== What to do ==
Return every line of the data below that contains the string "wheel". Matching is case-sensitive.

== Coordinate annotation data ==
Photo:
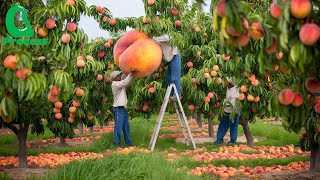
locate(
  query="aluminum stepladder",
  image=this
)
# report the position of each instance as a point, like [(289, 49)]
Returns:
[(181, 115)]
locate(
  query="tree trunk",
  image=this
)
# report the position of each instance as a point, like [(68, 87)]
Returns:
[(210, 127), (315, 159), (245, 125), (91, 129), (63, 141), (80, 127), (198, 119), (22, 154)]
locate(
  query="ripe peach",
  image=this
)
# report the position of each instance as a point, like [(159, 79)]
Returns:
[(206, 75), (70, 120), (275, 10), (317, 108), (151, 2), (256, 99), (191, 107), (221, 8), (312, 85), (232, 31), (79, 92), (197, 29), (72, 109), (255, 82), (65, 38), (286, 96), (210, 95), (218, 80), (243, 88), (225, 57), (54, 91), (152, 90), (75, 103), (112, 22), (58, 116), (71, 27), (135, 52), (80, 63), (105, 19), (101, 54), (174, 11), (250, 97), (99, 77), (178, 23), (146, 20), (72, 115), (214, 73), (279, 55), (70, 3), (243, 40), (241, 96), (189, 64), (256, 30), (10, 62), (107, 45), (272, 48), (50, 23), (298, 100), (98, 8), (198, 53), (58, 105), (42, 32), (23, 73), (55, 110), (215, 68), (309, 34), (300, 8)]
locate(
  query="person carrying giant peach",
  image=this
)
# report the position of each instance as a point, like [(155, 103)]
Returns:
[(226, 122), (171, 55), (121, 124)]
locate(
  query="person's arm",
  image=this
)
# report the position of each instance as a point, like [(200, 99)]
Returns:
[(163, 38), (123, 83)]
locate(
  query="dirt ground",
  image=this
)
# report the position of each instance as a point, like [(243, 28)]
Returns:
[(202, 140), (28, 173)]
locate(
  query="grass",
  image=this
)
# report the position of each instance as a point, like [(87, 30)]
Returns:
[(146, 166), (131, 166)]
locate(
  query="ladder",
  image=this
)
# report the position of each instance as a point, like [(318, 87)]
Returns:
[(181, 115)]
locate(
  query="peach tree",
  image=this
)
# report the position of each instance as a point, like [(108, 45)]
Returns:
[(23, 82), (297, 100)]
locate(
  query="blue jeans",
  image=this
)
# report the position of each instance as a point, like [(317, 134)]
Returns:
[(121, 123), (174, 73), (224, 125)]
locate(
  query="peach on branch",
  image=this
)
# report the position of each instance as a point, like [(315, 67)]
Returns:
[(312, 85), (23, 73), (10, 62), (42, 32), (300, 8), (50, 23), (71, 27), (286, 96), (256, 31), (298, 100), (65, 38), (275, 10), (135, 52), (309, 33)]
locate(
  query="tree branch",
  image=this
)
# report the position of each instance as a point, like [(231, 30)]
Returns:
[(12, 127)]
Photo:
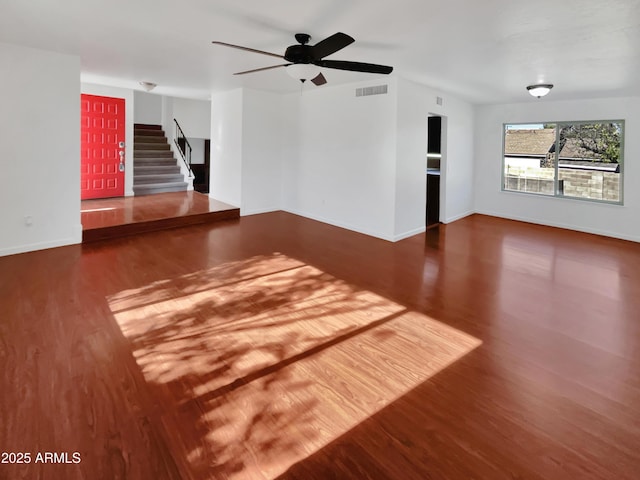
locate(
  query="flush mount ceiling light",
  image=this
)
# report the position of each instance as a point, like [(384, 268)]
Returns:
[(303, 71), (148, 86), (540, 90)]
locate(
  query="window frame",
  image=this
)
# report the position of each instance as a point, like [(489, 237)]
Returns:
[(556, 183)]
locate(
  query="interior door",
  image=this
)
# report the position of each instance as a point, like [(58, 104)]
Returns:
[(102, 147)]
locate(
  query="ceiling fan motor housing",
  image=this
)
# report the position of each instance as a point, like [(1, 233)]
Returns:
[(299, 54)]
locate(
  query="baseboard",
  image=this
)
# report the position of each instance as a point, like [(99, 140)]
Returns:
[(257, 211), (32, 247), (459, 217), (408, 234), (339, 224), (577, 228)]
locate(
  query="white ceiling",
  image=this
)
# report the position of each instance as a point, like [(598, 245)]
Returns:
[(485, 51)]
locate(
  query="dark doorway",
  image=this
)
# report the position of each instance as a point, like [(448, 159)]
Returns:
[(434, 155)]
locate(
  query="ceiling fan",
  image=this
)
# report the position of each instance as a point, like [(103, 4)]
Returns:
[(305, 60)]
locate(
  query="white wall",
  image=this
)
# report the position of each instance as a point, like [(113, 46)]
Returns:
[(345, 161), (262, 152), (610, 220), (197, 150), (147, 108), (225, 182), (194, 116), (128, 95), (40, 138), (360, 162)]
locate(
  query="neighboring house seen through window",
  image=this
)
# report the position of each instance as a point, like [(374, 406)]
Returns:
[(580, 160)]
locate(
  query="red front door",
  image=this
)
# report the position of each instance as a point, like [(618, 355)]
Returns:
[(102, 130)]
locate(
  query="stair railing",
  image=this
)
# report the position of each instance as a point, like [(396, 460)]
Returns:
[(180, 139)]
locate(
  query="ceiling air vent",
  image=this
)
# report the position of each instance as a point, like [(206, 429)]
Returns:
[(366, 91)]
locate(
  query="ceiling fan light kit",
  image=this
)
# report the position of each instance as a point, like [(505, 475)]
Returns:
[(303, 71), (540, 90), (148, 86), (305, 60)]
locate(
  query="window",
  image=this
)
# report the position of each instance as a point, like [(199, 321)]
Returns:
[(581, 160)]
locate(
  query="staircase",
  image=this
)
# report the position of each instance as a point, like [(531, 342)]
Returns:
[(155, 169)]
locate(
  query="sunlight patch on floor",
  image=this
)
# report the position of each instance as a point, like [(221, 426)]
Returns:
[(261, 363)]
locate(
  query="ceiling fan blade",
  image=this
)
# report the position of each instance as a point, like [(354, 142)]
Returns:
[(261, 69), (331, 45), (319, 80), (247, 49), (355, 66)]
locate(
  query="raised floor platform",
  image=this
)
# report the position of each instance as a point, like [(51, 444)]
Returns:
[(118, 217)]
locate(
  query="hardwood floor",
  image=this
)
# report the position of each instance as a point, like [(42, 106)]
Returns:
[(118, 217), (276, 347)]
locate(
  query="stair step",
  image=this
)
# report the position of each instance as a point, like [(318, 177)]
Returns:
[(150, 146), (155, 159), (148, 133), (153, 154), (157, 179), (138, 139), (149, 189), (152, 169)]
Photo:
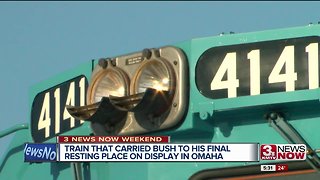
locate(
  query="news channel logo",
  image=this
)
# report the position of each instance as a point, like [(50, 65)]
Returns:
[(40, 152), (283, 152)]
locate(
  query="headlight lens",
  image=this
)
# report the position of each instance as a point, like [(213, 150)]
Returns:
[(154, 74), (111, 81)]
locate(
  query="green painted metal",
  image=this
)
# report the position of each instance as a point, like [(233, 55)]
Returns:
[(203, 121)]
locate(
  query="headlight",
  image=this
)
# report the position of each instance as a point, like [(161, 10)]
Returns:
[(136, 93), (110, 81), (154, 74)]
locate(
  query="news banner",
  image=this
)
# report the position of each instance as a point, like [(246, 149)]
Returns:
[(158, 149)]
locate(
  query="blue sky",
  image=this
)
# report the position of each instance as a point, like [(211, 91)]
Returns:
[(41, 39)]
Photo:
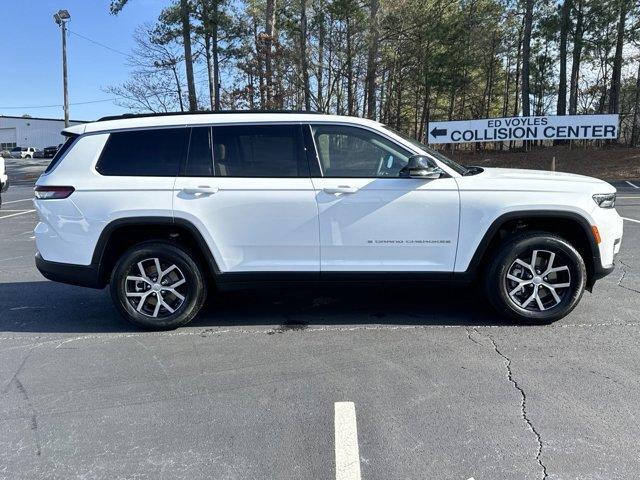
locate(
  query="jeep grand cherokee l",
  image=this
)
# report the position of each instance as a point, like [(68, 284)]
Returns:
[(166, 208)]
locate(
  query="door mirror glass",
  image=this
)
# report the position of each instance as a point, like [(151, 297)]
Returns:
[(420, 166)]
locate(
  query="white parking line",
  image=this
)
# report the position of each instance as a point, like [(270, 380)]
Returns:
[(347, 452), (16, 214), (17, 201)]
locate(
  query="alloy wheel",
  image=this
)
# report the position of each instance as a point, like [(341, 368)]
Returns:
[(538, 281), (155, 288)]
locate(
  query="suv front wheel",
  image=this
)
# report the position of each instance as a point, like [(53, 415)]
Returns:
[(536, 277), (157, 286)]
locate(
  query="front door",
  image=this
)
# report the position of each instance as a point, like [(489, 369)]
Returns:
[(248, 189), (371, 220)]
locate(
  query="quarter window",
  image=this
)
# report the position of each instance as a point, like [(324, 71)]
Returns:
[(155, 153), (346, 151), (258, 151), (200, 158)]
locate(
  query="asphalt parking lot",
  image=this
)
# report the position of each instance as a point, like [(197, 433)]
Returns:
[(254, 388)]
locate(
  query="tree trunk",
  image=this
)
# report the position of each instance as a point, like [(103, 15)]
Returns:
[(635, 129), (178, 86), (526, 57), (304, 67), (614, 93), (576, 58), (207, 53), (188, 58), (216, 60), (349, 68), (320, 74), (270, 23), (372, 59), (565, 19)]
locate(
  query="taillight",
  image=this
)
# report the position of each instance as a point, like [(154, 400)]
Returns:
[(51, 193)]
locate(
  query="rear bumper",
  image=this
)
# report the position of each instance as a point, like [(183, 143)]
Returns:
[(82, 275)]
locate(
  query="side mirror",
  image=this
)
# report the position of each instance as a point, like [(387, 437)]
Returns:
[(422, 167)]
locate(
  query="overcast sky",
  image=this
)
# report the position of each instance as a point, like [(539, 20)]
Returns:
[(31, 58)]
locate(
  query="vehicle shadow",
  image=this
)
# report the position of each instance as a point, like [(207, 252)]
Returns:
[(47, 307)]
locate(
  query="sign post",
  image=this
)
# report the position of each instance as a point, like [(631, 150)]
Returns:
[(551, 127)]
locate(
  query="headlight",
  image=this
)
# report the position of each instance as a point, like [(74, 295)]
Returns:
[(605, 200)]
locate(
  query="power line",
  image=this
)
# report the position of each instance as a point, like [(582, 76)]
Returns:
[(59, 105), (99, 44)]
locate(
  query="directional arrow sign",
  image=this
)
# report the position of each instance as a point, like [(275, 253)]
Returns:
[(438, 132), (551, 127)]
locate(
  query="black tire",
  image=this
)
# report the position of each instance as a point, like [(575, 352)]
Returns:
[(566, 258), (183, 266)]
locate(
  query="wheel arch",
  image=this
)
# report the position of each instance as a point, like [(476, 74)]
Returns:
[(122, 233), (572, 226)]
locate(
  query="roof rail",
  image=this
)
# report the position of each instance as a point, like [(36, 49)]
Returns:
[(200, 112)]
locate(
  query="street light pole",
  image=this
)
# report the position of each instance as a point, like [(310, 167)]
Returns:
[(61, 18)]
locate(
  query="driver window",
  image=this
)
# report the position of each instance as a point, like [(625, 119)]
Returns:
[(355, 152)]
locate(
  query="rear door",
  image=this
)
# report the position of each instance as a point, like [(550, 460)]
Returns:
[(248, 189), (371, 219)]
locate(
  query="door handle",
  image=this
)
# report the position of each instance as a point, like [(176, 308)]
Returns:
[(202, 189), (340, 189)]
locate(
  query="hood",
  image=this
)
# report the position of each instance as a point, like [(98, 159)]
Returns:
[(538, 180)]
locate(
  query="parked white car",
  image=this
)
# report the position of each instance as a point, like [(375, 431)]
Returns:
[(23, 152), (4, 179), (163, 208)]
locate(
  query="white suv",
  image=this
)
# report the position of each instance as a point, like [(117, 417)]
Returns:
[(23, 152), (165, 207)]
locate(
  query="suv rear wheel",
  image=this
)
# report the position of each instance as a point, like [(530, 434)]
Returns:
[(157, 286), (536, 277)]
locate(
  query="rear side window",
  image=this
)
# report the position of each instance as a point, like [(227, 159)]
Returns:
[(152, 153), (200, 158), (60, 153), (259, 151)]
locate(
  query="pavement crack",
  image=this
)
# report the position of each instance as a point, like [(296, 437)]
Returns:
[(523, 400), (624, 268)]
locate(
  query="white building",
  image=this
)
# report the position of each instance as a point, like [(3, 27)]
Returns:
[(31, 132)]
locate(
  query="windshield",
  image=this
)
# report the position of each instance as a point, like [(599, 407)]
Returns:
[(434, 153)]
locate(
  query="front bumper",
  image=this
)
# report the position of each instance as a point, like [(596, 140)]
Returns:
[(81, 275)]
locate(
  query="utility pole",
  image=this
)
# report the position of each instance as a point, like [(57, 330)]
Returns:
[(61, 18)]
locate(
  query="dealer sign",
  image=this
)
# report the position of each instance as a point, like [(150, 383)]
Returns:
[(566, 127)]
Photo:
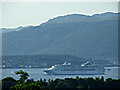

== Final result ==
  query="alloy wheel",
  query="suv front wheel",
  query="wheel arch",
  query="suv rear wheel",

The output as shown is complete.